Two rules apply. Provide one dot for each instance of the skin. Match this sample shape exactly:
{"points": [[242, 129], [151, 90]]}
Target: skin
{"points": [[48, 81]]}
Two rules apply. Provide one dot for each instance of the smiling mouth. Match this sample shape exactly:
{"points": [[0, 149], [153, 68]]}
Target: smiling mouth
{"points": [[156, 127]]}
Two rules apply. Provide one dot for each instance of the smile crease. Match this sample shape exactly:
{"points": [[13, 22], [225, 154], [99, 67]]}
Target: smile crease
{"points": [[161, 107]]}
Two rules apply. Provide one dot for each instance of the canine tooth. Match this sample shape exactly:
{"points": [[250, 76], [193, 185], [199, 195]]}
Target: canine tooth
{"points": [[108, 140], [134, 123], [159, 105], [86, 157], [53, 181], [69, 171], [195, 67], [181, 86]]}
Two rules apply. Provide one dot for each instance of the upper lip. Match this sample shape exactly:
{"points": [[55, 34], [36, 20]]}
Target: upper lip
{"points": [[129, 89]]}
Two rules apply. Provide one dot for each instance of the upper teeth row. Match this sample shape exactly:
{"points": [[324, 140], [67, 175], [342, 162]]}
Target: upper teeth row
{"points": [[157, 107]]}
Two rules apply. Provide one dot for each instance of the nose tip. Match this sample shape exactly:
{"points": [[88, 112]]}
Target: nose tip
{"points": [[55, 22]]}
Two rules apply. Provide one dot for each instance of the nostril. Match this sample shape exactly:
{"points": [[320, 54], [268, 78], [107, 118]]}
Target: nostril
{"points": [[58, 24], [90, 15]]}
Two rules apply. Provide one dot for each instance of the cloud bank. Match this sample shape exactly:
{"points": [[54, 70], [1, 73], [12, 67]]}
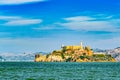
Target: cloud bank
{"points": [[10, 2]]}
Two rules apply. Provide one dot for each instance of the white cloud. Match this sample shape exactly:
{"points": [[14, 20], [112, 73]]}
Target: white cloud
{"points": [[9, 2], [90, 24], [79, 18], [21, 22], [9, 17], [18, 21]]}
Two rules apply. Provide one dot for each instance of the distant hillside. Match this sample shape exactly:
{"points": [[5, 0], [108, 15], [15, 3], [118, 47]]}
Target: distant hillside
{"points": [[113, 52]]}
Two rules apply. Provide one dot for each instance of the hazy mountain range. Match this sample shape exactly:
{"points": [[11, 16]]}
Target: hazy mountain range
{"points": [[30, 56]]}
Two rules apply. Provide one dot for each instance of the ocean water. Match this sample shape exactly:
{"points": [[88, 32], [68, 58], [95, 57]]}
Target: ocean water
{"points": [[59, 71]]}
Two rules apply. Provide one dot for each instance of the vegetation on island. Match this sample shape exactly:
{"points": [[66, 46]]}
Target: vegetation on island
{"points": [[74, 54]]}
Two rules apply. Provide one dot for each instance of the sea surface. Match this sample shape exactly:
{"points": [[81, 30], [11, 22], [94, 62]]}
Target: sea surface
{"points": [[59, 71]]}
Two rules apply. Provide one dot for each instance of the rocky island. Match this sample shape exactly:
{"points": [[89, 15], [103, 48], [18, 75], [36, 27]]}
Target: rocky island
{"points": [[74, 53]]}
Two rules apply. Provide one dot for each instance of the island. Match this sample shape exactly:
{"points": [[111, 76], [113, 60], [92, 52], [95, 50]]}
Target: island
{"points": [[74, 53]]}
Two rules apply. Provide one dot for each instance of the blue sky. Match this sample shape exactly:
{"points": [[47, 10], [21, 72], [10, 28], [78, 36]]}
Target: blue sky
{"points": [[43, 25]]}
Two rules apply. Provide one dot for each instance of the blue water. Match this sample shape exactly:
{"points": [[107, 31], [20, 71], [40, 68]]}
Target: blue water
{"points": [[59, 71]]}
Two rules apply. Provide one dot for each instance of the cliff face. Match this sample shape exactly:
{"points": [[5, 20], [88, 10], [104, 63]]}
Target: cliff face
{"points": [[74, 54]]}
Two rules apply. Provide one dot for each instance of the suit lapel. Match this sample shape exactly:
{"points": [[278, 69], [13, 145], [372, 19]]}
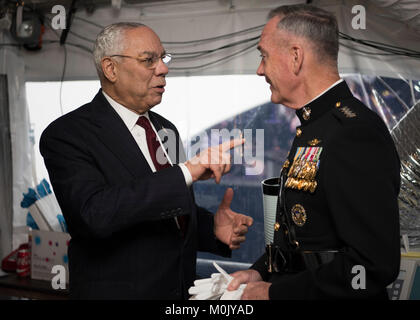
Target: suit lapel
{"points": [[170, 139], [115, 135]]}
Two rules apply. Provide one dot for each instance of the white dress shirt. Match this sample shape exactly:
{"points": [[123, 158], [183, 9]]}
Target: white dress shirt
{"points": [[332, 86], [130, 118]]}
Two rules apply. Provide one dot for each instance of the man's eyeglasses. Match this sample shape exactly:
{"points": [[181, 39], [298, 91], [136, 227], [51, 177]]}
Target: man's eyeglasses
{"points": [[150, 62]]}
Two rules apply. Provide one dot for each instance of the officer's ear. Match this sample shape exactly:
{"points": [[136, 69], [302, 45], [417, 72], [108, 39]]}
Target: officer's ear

########################################

- _Given instruction_:
Return the material word for word. Pictures are not part of the copy.

- _Problem solution_:
Two rules apply. Provide one dot for each instance of the skin. Match this sample shape exactly:
{"points": [[242, 129], [151, 90]]}
Target: skin
{"points": [[48, 81]]}
Two rules apply. Provide one dot for each instance of the smiling mouth. Match this sample shape exactly:
{"points": [[0, 149], [153, 68]]}
Target: smiling mouth
{"points": [[156, 127]]}
Two rules apply. Provide one dot for each instance of the smile crease. Match this sample shape exactly:
{"points": [[13, 22], [225, 154], [99, 67]]}
Target: smile crease
{"points": [[161, 107]]}
Two rules apply. Provide one dot for each instance of the canine tooth. Match this sample shape exactly:
{"points": [[250, 76], [193, 185], [199, 195]]}
Target: canine tooth
{"points": [[108, 140], [134, 123], [159, 105], [86, 157], [53, 181], [69, 171], [195, 67], [181, 86]]}
Two rules apply. Provide one dot for each instance of the upper lip. Match this sample shape exactly:
{"points": [[55, 34], [36, 20]]}
Target: upper lip
{"points": [[129, 89]]}
Two rules apply. Provide one dot for each instance of the upper teeth row. Match this sample shape exactly:
{"points": [[324, 140], [67, 175], [342, 162]]}
Target: upper teeth row
{"points": [[157, 107]]}
Two rules apply. Provide one dot for each instance of the nose tip. Match this sample shape exactly:
{"points": [[88, 112]]}
Target: nose tip
{"points": [[55, 22]]}
Two rules apply. Provide one dot for each instance of the nostril. Match this sample shape exactly:
{"points": [[320, 54], [268, 78], [107, 118]]}
Target: nostril
{"points": [[58, 24], [90, 15]]}
Two rules apply. Provide one dot for each instance of the cloud bank. Match this sample shape exactly:
{"points": [[54, 70], [1, 73], [12, 67]]}
Target: cloud bank
{"points": [[10, 2]]}
Two rules apply. Provide one dot for each instance of the white cloud. Match this sample shape exactly:
{"points": [[14, 20], [112, 73]]}
Target: white cloud
{"points": [[9, 2], [90, 24], [79, 18], [21, 22], [9, 17], [18, 21]]}
Two rules apply. Provide one dot for each instance of the distant hillside. Match this sample shape exactly:
{"points": [[5, 0], [108, 15], [15, 3], [118, 47]]}
Target: distant hillside
{"points": [[113, 52]]}
Two rules apply. Provide one dot for each instance of the hazy mountain range. Match this sample shape exactly:
{"points": [[11, 16]]}
Target: hazy mountain range
{"points": [[30, 56]]}
Two rules apply. Provide one dot for each instance of the ocean water. Match this sample shape exactly:
{"points": [[88, 32], [68, 58], [95, 57]]}
Target: ocean water
{"points": [[59, 71]]}
Two rules apply. Provide one dot for each instance of the vegetation on island. Match this sample shape exactly:
{"points": [[66, 46]]}
Target: vegetation on island
{"points": [[74, 54]]}
Two rules apply. Provide one dot for each instance of the sea surface. Match this sample shape exactly:
{"points": [[81, 30], [11, 22], [94, 62]]}
Target: sea surface
{"points": [[59, 71]]}
Two rules apply. Provide one dot for each instance of the rocky island. Match this sample shape exactly:
{"points": [[89, 15], [103, 48], [18, 75], [36, 27]]}
Target: rocky island
{"points": [[74, 53]]}
Two rules apply. Provide one dot for each instance of the island. Match this sample shape exactly:
{"points": [[111, 76], [113, 60], [92, 52], [95, 50]]}
Target: island
{"points": [[74, 53]]}
Two rules apply. Provide one dot for each instance of the blue sky. Match this sample shape exactly:
{"points": [[47, 10], [21, 72], [10, 28], [78, 36]]}
Target: blue sky
{"points": [[43, 25]]}
Two rules apply. Provide one dot for each instance of the blue water. Match this sample shape exactly:
{"points": [[107, 31], [20, 71], [40, 68]]}
Target: blue water
{"points": [[59, 71]]}
Two rules apply. Provide one dot for each instance of the cliff face. Match this sample shape exactly:
{"points": [[5, 20], [88, 10], [104, 63]]}
Target: cliff face
{"points": [[74, 54]]}
Two rules apply. Provide one dot for each instance of the suit lapel. Match this sample shape exactly:
{"points": [[278, 69], [13, 145], [372, 19]]}
Target: suit lapel
{"points": [[170, 139], [115, 135]]}
Two rules apply. Provide one dot for each instance of the white dress shirt. Match this sample shape exactly:
{"points": [[123, 158], [183, 9]]}
Target: white dress shirt
{"points": [[332, 86], [130, 118]]}
Two rules apply. Provide one dot for each instance of the man's eyeglasses. Match this sample shape exactly:
{"points": [[181, 39], [298, 91], [136, 227], [51, 177]]}
Target: man's eyeglasses
{"points": [[150, 62]]}
Two rules apply. Provide one dot for each instance of the officer's ear. Match this sample shape exactly:
{"points": [[136, 69], [302, 45], [417, 72], [108, 39]]}
Target: officer's ear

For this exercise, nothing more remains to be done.